Short exercise A.
Reproduce, word for word, the passage of the commentary on Trump's climate measures that opens with the words containing "The immediate response" and closes with "the Paris Agreement.".

Excerpt.
------------------------------------------------------------------------
On Trump’s anti-climate measures

One of the few things that Donald Trump has been able to do as US President is unravel many of the environmental protection measures enacted by the Obama Administration. This is profoundly important as the United States is one of the biggest polluters in the world and therefore any attempt to genuinely tackle climate change would need the support of the US government. The nature of this problem requires countries across the world collaborating, and if the US chooses to neglect its duty to the rest of the globe it falls to we the people.

The immediate response to Trump’s actions have largely been negative. Senior Democratic politicians lined up to deride the President’s actions. Senator Sheldon Whitehouse, the ranking Democrat on the Senate environment and public works subcommittee, claimed that the Trump Administration had been “captured by the fossil fuel industry”. Gina McCarthy, a from EPA administrator, said that the White House wanted to take America back “to when smokestacks damaged our health and polluted our air”. The most interesting aspect of this domestic criticism came from over a week ago. ExxonMobil, the US’ largest oil company, sent a letter to the White House on 22nd March calling on the President to remain party to the Paris Agreement.
U.S. President Donald Trump reacts after signing an executive order eliminating Obama-era climate change regulations at the Environmental Protection Agency in Washington U.S.,
Trump wants to bring back coal mining, because evidently he doesn’t know that people use that professional as the yardstick for a horrible job. (Sky News)
The criticism wasn’t limited to the US. The Chinese government, who are also one of the world’s largest emitters of carbon, made their thoughts known in the Global Times, a state-owned newspaper. The paper ran an editorial which included this stinging paragraph: “The strength of the US allows it to act wilfully [sic], regardless of international opinion. If Beijing or Moscow threaten to quit the Paris Agreement, it will face enormous pressure from the international community.  Many Western media have criticized Trump’s decision, but their calls sound somewhat feeble”. In addition to this condemnation, former UN Secretary General Kofi Annan said that the “rest of the world will continue” the fight against climate change. In some sense it’s quite an achievement because it’s normally quite hard to piss off Kofi Annan.
------------------------------------------------------------------------
Source material.
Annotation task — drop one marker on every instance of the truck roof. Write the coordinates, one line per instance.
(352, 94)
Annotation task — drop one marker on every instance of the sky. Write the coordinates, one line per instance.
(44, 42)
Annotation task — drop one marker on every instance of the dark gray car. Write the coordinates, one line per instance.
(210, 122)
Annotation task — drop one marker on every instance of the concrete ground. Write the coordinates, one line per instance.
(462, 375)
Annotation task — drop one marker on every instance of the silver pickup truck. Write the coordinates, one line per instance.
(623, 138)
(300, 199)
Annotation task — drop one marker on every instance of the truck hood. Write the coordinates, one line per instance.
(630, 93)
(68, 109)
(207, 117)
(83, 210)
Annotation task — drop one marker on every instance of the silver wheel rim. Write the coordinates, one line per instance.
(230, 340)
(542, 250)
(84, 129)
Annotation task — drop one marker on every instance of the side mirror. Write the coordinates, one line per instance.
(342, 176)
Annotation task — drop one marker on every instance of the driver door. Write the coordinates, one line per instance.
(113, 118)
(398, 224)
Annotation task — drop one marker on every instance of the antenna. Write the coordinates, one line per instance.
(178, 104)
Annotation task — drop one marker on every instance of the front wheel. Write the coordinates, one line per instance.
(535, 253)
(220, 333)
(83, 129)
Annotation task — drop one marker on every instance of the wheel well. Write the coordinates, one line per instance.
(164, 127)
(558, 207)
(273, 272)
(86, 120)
------------------------------------------------------------------------
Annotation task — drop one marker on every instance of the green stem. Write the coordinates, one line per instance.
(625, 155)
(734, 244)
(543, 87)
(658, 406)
------------------------------------------------------------------------
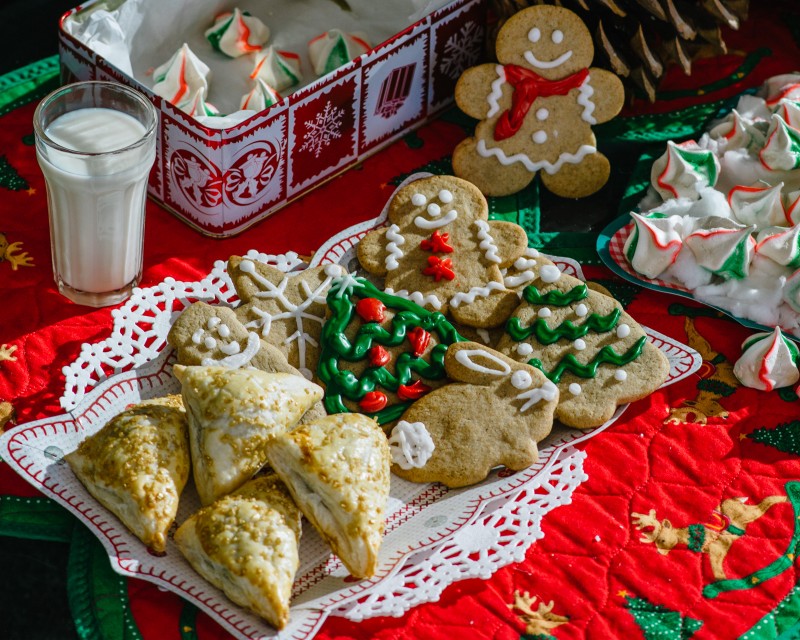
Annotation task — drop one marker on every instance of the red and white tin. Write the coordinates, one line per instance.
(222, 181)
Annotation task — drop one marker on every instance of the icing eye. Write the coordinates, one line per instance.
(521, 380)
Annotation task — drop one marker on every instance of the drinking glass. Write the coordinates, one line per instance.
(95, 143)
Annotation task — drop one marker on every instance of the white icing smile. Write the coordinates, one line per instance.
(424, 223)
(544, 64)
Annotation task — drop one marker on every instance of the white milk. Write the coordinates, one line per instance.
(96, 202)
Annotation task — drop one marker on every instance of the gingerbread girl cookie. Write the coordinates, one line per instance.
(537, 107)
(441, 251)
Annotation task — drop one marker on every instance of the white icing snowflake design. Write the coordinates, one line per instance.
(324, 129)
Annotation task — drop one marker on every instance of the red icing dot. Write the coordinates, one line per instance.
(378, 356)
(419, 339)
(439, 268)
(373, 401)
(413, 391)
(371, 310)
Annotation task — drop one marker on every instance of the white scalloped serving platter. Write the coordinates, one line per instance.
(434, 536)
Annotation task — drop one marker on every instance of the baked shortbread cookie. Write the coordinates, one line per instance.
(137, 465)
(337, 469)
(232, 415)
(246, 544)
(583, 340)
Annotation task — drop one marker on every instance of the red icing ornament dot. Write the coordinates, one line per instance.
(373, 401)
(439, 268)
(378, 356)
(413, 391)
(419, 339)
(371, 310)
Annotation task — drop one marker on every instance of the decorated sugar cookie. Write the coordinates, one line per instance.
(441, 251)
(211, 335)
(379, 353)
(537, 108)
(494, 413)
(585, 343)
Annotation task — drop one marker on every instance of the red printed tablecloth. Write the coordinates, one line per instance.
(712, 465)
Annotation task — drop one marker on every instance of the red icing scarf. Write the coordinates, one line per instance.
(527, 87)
------------------------------------------------------------------------
Short exercise B.
Gather every line of the listing above that contains the string "cookie". Treat uppercase and lowercase letters as distinct.

Full response A.
The immediate response to Trump’s actions have largely been negative. Senior Democratic politicians lined up to deride the President’s actions. Senator Sheldon Whitehouse, the ranking Democrat on the Senate environment and public works subcommittee, claimed that the Trump Administration had been “captured by the fossil fuel industry”. Gina McCarthy, a from EPA administrator, said that the White House wanted to take America back “to when smokestacks damaged our health and polluted our air”. The most interesting aspect of this domestic criticism came from over a week ago. ExxonMobil, the US’ largest oil company, sent a letter to the White House on 22nd March calling on the President to remain party to the Paris Agreement.

Full response B.
Annotation task — drop one marker on every instance of the gingerbread girl cookie. Write the coordinates, one line per instance.
Annotation task — drop one marker on every instance of the baked shortbread cookie. Write the coordinates, one line per instance.
Annotation task — drop one marker on every instance of the decorated sugar cookie. Write the coordinates, one line per instance.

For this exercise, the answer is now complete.